→ **Dataset**
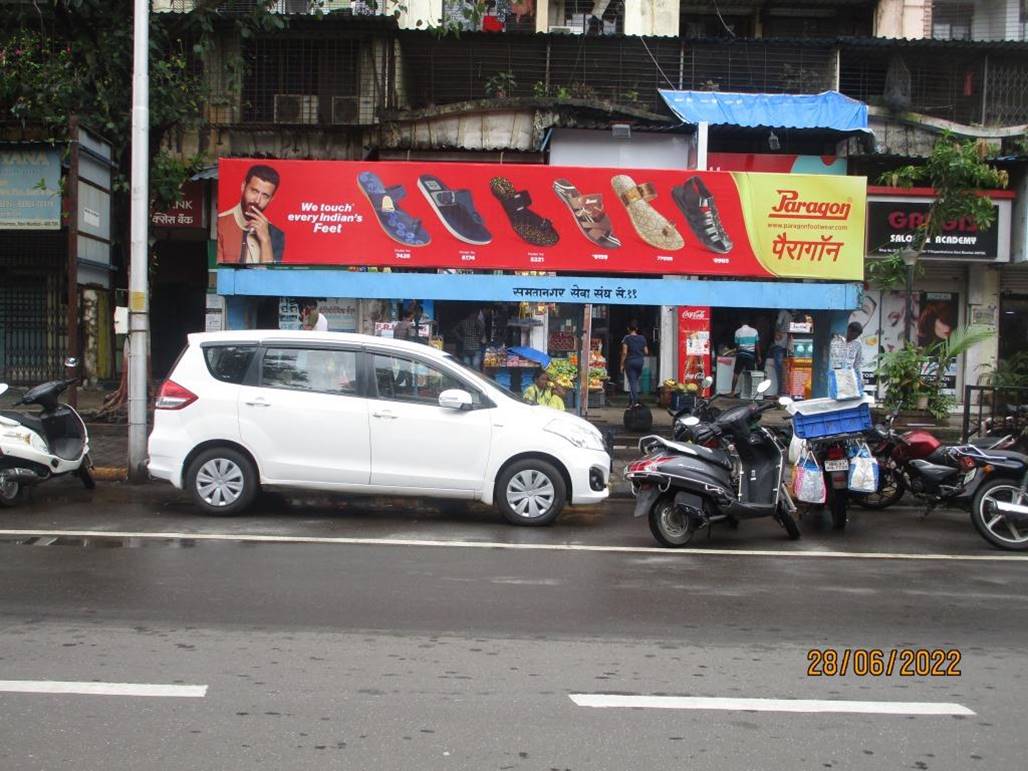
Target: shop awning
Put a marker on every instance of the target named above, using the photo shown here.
(559, 289)
(825, 110)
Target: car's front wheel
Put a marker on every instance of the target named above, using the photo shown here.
(530, 492)
(222, 481)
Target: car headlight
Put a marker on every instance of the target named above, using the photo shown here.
(580, 436)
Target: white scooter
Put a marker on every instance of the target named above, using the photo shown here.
(52, 442)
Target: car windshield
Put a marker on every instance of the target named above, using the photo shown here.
(479, 376)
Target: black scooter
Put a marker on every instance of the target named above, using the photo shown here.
(684, 487)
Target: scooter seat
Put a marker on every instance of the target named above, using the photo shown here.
(30, 421)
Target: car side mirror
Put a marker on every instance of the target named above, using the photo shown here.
(455, 399)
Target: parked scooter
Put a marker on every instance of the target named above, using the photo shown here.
(52, 442)
(685, 487)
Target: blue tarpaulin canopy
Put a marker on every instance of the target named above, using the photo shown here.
(825, 110)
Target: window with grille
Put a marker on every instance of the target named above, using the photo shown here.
(302, 81)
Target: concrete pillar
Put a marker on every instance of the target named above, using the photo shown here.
(241, 313)
(983, 294)
(827, 324)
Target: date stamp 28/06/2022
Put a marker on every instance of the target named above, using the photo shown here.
(878, 662)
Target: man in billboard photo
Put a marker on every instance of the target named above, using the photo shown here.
(245, 234)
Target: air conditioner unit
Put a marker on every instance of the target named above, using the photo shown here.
(295, 108)
(345, 110)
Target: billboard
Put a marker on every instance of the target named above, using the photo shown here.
(540, 218)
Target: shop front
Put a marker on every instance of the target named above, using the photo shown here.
(957, 282)
(512, 266)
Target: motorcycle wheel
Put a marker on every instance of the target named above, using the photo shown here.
(670, 526)
(788, 523)
(838, 504)
(993, 525)
(891, 488)
(10, 493)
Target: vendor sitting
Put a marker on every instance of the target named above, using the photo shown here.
(544, 392)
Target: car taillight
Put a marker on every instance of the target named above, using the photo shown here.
(173, 396)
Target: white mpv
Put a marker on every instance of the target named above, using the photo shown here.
(360, 414)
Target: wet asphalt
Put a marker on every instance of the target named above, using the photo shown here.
(404, 655)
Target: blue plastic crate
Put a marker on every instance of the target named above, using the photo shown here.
(845, 420)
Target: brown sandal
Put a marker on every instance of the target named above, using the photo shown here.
(589, 214)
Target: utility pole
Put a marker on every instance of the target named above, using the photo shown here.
(139, 301)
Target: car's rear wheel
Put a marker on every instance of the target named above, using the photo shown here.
(530, 492)
(222, 481)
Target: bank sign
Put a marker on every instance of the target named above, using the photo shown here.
(892, 221)
(30, 190)
(517, 217)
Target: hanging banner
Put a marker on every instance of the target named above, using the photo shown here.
(30, 190)
(540, 218)
(694, 344)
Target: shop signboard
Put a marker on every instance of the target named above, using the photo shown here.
(892, 220)
(694, 343)
(541, 218)
(30, 190)
(188, 212)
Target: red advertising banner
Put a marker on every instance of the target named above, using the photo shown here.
(694, 344)
(540, 218)
(188, 212)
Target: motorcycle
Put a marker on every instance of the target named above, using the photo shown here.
(36, 447)
(895, 451)
(685, 487)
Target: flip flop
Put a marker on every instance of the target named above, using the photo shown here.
(589, 214)
(651, 225)
(398, 224)
(528, 225)
(455, 210)
(696, 203)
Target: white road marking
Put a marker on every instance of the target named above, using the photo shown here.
(768, 705)
(247, 538)
(103, 689)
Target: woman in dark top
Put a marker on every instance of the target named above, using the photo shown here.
(633, 349)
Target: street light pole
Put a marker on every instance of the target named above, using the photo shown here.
(909, 260)
(138, 273)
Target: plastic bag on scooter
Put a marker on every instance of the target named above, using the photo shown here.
(864, 471)
(845, 382)
(808, 481)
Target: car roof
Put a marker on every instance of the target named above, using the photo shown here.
(294, 336)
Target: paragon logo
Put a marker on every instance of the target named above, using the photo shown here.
(790, 207)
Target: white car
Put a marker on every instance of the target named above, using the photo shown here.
(360, 414)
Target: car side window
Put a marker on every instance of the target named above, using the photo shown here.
(228, 363)
(412, 380)
(321, 370)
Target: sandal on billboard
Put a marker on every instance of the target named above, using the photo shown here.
(528, 225)
(651, 225)
(398, 224)
(589, 214)
(455, 210)
(696, 203)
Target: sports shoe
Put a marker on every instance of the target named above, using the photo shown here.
(696, 203)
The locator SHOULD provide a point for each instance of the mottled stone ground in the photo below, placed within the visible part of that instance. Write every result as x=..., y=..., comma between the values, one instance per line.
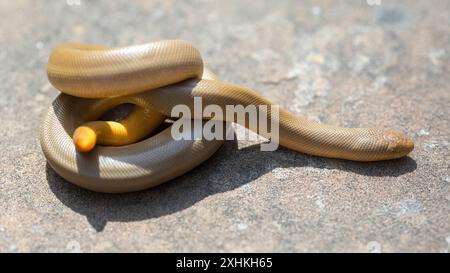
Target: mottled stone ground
x=340, y=62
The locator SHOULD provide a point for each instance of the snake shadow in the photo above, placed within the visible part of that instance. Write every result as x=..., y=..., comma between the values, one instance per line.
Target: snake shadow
x=228, y=169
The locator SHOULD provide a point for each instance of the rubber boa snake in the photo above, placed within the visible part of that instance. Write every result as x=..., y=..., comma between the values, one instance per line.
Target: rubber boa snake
x=155, y=77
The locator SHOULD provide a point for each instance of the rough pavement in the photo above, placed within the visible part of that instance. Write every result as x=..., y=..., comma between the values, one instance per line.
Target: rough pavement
x=347, y=63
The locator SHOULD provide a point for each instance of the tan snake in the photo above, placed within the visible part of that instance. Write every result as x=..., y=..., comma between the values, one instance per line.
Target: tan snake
x=156, y=77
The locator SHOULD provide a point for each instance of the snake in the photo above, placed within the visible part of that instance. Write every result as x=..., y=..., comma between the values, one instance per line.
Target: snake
x=131, y=154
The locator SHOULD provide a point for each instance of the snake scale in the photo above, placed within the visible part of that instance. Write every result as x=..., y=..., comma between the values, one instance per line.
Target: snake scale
x=116, y=156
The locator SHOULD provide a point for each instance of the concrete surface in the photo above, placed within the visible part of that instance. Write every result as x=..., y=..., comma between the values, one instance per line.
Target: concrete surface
x=340, y=62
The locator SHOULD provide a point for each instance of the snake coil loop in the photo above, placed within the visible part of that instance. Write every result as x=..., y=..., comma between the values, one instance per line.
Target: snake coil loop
x=156, y=77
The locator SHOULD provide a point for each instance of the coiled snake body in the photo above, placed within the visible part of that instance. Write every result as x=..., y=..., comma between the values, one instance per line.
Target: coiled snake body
x=156, y=77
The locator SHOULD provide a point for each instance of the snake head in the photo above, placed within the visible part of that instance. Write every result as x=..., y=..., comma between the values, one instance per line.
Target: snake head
x=397, y=143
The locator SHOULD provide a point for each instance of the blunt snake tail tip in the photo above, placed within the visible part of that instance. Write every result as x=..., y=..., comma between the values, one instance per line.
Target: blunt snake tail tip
x=155, y=77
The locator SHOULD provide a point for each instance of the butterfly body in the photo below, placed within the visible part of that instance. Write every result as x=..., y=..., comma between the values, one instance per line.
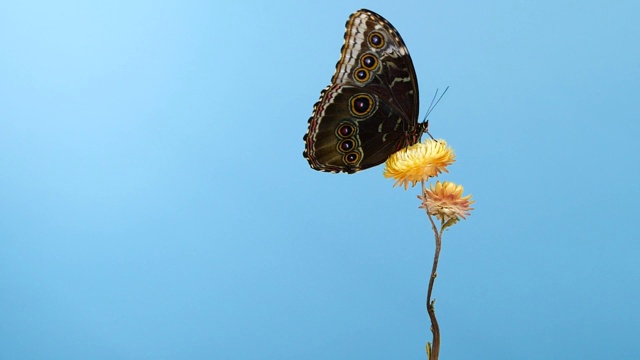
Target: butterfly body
x=370, y=109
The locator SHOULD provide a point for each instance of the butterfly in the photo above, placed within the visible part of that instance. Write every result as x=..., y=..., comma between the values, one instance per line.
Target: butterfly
x=370, y=109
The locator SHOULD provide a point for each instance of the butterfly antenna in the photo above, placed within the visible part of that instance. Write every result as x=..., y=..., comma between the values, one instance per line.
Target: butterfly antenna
x=432, y=106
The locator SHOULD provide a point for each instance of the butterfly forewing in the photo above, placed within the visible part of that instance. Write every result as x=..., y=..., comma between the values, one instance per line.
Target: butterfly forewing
x=370, y=109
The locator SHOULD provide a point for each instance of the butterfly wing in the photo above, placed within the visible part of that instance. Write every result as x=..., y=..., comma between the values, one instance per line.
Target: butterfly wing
x=370, y=110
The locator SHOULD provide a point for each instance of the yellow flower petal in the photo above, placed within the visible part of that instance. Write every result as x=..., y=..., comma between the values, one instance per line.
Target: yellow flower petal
x=419, y=162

→ **Task to complete**
What you return must be an exact retyping of the lines above starting at the line with "Target: red advertising banner" and ending at the line with "Target: car side window", and nothing besides.

→ **Problem solution**
Target: red advertising banner
Put a marker on every instance of the target named above, using the photo shown here.
(694, 344)
(540, 218)
(188, 212)
Target: motorcycle
Put a marker on every instance of the target named above, using the photo shown here.
(36, 447)
(895, 451)
(685, 487)
Target: flip flop
Put a marker on every instance of the target named above, using the photo shown here.
(589, 214)
(651, 225)
(398, 224)
(528, 225)
(455, 210)
(696, 203)
Target: white road marking
Put a marker on every instance of the target named above, using the photo shown here.
(768, 705)
(247, 538)
(103, 689)
Target: woman in dark top
Put a marker on every instance of the target named above, using the photo shown here.
(633, 349)
Target: street light pole
Put a marker on every instance of the target named above, using the photo shown here.
(909, 260)
(138, 273)
Target: plastic bag on scooter
Put a marker on every instance of the target named above, using the photo shown here.
(864, 471)
(845, 382)
(808, 481)
Target: car roof
Put a marker on every instance of the target named above, using the photo shown here.
(294, 336)
Target: paragon logo
Put a marker on every instance of the target named above, using the photo shown here.
(790, 207)
Target: white car
Put a marker on every instance of the target named above, using the photo shown here.
(360, 414)
Target: car side window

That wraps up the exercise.